◆ What you are asked to do
Resume the statement below on the centennial of the Tulsa Race Massacre, picking up directly after its final sentence.

◆ Excerpted passage
= = =

This past week marked 100 years since the Tulsa Race Massacre. On May 31, 1921, an armed mob attacked the Greenwood District of Tulsa, which was known as "Black Wall Street" because it was a renowned center of black entrepreneurs and business professionals.
The mob destroyed 40 square blocks of Greenwood, including churches, schools, a hospital and hundreds of family homes. An estimated 300 black Tulsans were killed in the attack, and thousands more were left homeless. Despite these enormous crimes, none of the white perpetrators were ever prosecuted or held accountable.
In our commemoration of this terrible event, we mourn the tragic loss of so many lives and livelihoods. We show respect for the accomplishments of those who built and rebuilt Black Wall Street despite the violence and discrimination directed against them. We also recognize that there is much more work to do to end racial discrimination and inequality in America.
This commemoration is an opportunity for people of good faith, of all races and cultures, to reach a deeper understanding of that tragic day. We must not be afraid to speak the truth about this racist-fueled violence, even though the history of the massacre was suppressed for decades. We must say with optimism that we can make progress on racial justice in our communities and our country.

= = =

◆ Saved entries
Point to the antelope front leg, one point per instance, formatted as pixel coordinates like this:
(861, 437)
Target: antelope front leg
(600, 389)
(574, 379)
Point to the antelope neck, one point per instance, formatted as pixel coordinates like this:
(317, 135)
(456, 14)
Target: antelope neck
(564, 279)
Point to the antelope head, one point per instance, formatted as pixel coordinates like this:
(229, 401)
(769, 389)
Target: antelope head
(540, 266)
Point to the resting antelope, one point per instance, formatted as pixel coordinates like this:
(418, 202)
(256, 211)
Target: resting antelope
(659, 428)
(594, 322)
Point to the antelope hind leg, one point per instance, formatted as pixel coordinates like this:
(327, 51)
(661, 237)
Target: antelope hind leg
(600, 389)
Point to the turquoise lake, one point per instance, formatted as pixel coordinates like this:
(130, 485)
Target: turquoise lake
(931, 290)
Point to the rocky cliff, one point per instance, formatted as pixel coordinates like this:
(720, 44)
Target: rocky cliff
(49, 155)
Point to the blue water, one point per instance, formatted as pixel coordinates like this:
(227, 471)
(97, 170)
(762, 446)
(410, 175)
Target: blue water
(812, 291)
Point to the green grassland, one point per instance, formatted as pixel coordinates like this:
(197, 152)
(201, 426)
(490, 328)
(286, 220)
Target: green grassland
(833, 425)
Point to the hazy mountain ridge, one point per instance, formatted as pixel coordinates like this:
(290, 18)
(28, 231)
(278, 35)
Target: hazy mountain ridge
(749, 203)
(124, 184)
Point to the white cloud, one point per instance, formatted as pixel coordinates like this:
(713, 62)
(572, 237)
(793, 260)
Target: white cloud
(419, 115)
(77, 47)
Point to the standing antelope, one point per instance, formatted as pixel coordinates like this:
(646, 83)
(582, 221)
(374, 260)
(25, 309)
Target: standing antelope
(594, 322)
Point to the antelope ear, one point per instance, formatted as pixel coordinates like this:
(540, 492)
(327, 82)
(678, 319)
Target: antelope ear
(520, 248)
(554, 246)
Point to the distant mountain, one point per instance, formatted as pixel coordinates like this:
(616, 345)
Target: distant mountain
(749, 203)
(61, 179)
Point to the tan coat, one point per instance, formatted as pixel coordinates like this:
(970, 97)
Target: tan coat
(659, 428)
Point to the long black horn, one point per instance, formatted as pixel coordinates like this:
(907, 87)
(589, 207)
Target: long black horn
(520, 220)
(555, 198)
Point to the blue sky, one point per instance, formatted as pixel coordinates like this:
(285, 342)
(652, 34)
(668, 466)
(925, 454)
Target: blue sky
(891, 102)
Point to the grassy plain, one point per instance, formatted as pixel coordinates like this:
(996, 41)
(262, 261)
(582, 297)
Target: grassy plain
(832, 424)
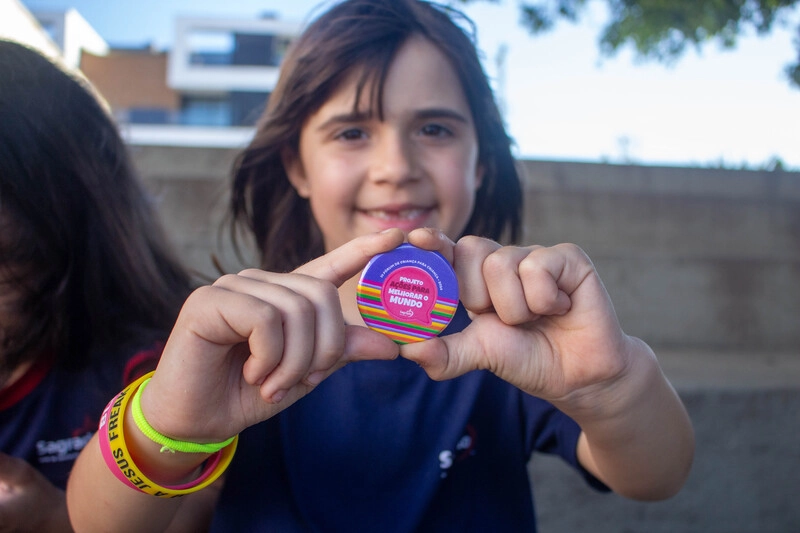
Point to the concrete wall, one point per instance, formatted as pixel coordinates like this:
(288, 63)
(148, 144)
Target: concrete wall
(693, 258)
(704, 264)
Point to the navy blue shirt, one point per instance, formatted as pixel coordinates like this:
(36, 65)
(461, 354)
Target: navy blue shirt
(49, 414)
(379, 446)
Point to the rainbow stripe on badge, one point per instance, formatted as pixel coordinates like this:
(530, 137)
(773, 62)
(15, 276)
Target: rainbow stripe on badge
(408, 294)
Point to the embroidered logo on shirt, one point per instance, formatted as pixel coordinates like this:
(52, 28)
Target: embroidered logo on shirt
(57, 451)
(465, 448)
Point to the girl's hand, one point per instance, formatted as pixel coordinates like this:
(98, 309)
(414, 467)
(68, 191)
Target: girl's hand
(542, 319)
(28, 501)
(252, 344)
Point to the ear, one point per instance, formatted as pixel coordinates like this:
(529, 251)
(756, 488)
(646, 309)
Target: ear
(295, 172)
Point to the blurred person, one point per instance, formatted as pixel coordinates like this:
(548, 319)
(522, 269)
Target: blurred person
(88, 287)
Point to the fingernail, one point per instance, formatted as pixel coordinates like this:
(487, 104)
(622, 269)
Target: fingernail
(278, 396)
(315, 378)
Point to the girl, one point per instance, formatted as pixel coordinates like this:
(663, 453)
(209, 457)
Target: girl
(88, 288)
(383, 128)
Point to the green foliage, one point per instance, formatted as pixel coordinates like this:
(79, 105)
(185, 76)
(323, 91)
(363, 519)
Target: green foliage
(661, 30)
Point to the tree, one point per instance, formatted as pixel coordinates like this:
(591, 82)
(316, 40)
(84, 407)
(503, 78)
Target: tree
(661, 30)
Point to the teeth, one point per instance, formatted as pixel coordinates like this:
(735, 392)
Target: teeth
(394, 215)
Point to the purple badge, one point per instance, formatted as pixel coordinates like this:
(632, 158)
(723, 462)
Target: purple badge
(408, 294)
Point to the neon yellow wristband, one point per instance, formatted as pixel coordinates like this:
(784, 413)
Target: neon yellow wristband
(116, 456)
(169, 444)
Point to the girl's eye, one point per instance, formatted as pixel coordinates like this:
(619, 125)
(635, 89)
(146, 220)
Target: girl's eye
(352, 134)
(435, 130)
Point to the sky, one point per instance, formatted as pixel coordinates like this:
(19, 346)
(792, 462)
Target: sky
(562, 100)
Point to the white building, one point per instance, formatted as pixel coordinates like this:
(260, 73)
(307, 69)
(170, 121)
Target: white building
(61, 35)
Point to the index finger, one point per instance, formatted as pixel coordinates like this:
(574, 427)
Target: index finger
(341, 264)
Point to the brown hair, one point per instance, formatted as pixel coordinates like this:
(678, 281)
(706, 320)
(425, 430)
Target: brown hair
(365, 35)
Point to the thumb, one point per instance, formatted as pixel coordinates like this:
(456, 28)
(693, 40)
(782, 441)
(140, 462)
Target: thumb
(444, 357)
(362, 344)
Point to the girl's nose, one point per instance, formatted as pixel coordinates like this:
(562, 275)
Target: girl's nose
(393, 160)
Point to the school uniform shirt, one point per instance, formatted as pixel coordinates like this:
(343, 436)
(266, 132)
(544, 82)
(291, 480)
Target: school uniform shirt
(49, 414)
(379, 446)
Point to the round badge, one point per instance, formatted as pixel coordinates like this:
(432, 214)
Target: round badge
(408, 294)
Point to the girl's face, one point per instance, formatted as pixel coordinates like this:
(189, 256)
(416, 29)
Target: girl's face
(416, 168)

= = =

◆ Answer to this problem
The remembrance of this event has added importance to me because most of the historic Greenwood District lies within the boundaries of the Cherokee Nation reservation. Part of the story of Black Wall Street was the development of land held as allotments by Cherokee Freedmen. The Greenwood District remains an important community in our reservation.
I am proud to have started the Cherokee Freedmen History Project to provide a better understanding of how those voices are part of the Cherokee story. Cherokee Nation is a better nation for having recognized full and equal citizenship of Freedmen descendants. This year the project will help all of our citizens develop a fuller understanding of Cherokee history and celebrate equality.
Last November I signed an executive order on equality. Among the provisions of that order was a directive to our government departments to step up outreach efforts in historically excluded communities within our tribe, which certainly includes Cherokee citizens of Freedmen descent. The Greenwood District itself is in a legislative district represented by Councilman Joe Deere, who has helped Cherokee Nation increase its local engagement with citizens and non-profits. We take our presence in that part of our reservation seriously and recognize that all of our reservation must be included in the great progress we are making at Cherokee Nation.
No nation can truly prosper when any of its citizens are victims of discrimination. As Native people, we know this all too well. We have experienced too many similar painful chapters - from the Trail of Tears to governmental policies designed to terminate our political existence and destroy our culture. We must have difficult conversations about these injustices, and the accountability, reconciliation and restitution that must follow, because they still shape the world that we live in today.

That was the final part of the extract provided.